• Task list
**1)** In the court opinion excerpt, on what date did the trial judge sign the memorandum order?
**2)** Retype the passage of the court opinion excerpt that opens with the words containing "On January 12, 1998, Dr." and closes with "motion to amend.".

=== Document excerpt ===

After making these factual findings, the trial judge gave the parties an opportunity to file written memoranda concerning the final disposition of the claims for contribution and indemnification. On December 23, 1997, the trial judge signed a memorandum order indicating, in part, that none of the pleadings before the court "includes a separate claim against the District of Columbia for negligent operation of the Southwest Clinic where Dr. King worked," but that "[t]he joint pretrial statement does include such a claim." Furthermore, the trial judge stated that "the court's findings of November 5 were primarily directed . . ." to the contribution issue. The judge also said:

When combined with the jury's verdict, it appears there were three tortfeasors in this case: Dr. Chidel was found negligent by the jury. Wener, Boyle was liable only vicariously as his employer. Greater Southeast Community Hospital was found by the jury to have had no proximate cause role in the plaintiff's injury, even though it was found independently negligent. The effect of this is that it was not a separate tortfeasor. Greater Southeast was found by the jury to have been the apparent employer of Dr. Chidel. Therefore, it, too, is only vicariously liable for Dr. Chidel's jury-found negligence. The net result of all these jury findings is that the trial defendants constituted one tortfeasor - - Dr. Chidel and, vicariously, his two "employers. . . ."

The court found, however, independent negligence of both Dr. King and the Southwest Clinic operated by the District of Columbia. It found Dr. King negligent for forgetting about the telephone report the court found he received from Dr. Chidel and/or for not getting the written mammogram report he knew or should have known belonged in the plaintiff's record. The court also found the Clinic staff negligent for not getting the written report either, or properly filing it - - so it would be seen by Dr. King and any other doctors at the Clinic treating plaintiff even it they themselves - - or Dr. King particularly - - failed in their duty to get the missing report. This is not a mere vicarious, employer-employee liability; Dr. King and the District of Columbia as operator of the Southwest Clinic are separate joint tortfeasors. (Emphasis in original).

The trial judge then recognized complications regarding the pleadings, and requested briefing on several questions. *fn7

On January 12, 1998, Dr. Chidel and Wener sought leave to amend their pleadings, alleging that they inadvertently failed to amend their third-party complaint against the District as an employer of Dr. King "to include a claim for contribution and indemnification against the District [] as an independent tortfeasor by reason of the negligence of employees other than Dr. King." Ms. Hubbard opposed the motion to amend.

=== Records provided ===

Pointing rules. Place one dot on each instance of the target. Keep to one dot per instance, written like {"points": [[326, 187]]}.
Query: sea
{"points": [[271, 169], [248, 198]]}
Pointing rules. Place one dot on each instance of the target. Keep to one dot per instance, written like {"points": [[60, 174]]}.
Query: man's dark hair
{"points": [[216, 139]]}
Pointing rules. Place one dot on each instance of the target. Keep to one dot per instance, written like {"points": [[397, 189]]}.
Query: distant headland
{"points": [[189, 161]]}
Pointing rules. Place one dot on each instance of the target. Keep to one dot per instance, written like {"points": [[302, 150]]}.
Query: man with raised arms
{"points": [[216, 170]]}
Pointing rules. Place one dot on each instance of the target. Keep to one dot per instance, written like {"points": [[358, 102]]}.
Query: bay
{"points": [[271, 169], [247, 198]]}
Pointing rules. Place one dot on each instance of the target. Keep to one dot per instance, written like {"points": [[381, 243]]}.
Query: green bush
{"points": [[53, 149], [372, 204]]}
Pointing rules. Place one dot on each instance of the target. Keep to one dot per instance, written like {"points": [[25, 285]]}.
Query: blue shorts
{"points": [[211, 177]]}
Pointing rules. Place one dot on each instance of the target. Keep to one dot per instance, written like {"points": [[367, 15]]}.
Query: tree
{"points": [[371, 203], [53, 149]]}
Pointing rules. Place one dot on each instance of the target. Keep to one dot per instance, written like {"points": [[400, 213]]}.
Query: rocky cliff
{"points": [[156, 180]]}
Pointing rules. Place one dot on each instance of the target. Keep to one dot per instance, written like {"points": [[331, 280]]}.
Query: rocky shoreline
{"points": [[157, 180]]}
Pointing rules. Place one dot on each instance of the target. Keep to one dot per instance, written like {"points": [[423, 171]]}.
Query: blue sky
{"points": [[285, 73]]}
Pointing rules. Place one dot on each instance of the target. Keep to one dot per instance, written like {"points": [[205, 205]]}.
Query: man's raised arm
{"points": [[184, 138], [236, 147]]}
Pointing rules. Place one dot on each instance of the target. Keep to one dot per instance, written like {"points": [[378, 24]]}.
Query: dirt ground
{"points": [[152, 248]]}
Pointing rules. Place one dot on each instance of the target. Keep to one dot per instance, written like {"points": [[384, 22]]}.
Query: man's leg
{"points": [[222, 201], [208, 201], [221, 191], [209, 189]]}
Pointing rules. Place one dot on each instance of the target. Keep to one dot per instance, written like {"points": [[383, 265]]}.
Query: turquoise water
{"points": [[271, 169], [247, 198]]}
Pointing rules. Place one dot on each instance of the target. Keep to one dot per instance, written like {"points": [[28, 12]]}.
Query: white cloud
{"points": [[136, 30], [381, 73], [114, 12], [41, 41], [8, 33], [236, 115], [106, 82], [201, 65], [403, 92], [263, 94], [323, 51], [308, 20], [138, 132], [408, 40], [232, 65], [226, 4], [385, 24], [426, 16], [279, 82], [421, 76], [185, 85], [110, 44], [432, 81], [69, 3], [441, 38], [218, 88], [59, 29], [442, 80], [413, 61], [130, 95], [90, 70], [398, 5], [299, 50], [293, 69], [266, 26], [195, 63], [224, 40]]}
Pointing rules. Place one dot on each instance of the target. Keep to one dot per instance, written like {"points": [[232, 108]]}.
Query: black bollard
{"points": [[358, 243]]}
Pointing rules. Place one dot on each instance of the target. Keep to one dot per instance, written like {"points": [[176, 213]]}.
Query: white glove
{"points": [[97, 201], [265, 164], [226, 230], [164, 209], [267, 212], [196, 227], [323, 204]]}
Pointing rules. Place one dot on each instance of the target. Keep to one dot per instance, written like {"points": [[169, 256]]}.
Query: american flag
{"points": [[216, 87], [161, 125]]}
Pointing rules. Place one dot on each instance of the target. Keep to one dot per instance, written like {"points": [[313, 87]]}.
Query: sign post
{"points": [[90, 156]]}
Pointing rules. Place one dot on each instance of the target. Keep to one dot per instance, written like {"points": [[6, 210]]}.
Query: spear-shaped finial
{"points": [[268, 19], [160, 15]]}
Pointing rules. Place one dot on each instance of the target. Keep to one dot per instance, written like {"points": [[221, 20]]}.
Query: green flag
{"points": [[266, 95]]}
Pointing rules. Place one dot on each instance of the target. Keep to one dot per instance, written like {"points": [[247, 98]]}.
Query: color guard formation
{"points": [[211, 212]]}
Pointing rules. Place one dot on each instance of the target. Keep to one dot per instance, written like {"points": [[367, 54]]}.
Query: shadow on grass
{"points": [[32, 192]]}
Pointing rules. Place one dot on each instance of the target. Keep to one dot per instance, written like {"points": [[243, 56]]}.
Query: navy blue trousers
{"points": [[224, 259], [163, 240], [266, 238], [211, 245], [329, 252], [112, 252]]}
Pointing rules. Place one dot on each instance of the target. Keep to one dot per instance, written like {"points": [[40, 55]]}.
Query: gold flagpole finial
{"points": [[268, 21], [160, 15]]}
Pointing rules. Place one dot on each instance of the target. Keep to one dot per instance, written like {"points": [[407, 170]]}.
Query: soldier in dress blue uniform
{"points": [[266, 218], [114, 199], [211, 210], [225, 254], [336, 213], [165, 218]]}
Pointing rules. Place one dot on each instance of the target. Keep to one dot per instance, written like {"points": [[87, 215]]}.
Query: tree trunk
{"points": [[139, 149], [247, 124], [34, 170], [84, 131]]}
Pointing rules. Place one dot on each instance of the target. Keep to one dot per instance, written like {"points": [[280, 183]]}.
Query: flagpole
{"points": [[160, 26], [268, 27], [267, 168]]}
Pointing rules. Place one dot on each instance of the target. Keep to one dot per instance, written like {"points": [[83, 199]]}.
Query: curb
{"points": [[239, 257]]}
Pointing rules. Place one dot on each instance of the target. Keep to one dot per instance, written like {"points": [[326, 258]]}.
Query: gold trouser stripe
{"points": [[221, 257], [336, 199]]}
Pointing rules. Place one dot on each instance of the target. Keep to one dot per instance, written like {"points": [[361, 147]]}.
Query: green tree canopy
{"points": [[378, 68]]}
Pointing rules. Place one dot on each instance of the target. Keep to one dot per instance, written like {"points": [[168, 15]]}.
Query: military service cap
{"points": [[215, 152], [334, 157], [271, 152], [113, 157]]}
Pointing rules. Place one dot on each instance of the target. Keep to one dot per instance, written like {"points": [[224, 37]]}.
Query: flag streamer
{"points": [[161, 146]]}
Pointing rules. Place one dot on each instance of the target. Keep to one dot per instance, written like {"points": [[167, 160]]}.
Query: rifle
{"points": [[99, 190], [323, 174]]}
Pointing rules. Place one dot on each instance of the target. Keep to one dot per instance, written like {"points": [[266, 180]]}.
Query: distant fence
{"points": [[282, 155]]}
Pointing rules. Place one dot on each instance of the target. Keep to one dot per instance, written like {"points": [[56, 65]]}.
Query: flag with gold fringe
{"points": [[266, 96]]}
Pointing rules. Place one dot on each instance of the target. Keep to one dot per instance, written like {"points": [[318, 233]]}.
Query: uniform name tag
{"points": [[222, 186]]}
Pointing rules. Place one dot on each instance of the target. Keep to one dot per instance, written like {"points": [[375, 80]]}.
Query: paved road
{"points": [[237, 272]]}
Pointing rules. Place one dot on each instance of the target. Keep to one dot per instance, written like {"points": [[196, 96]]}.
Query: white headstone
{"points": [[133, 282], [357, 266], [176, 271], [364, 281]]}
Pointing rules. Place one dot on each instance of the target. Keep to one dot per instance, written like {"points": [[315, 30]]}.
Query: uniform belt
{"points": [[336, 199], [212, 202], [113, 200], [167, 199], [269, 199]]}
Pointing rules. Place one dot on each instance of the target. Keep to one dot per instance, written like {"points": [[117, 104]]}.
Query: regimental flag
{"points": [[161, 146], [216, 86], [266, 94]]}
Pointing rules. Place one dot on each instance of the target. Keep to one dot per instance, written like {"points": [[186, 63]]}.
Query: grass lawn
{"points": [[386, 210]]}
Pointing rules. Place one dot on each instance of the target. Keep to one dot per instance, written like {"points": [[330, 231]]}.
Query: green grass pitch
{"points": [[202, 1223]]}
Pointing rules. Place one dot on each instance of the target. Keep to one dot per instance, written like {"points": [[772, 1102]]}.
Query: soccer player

===

• Responses
**1)** December 23, 1997.

**2)**
On January 12, 1998, Dr. Chidel and Wener sought leave to amend their pleadings, alleging that they inadvertently failed to amend their third-party complaint against the District as an employer of Dr. King "to include a claim for contribution and indemnification against the District [] as an independent tortfeasor by reason of the negligence of employees other than Dr. King." Ms. Hubbard opposed the motion to amend.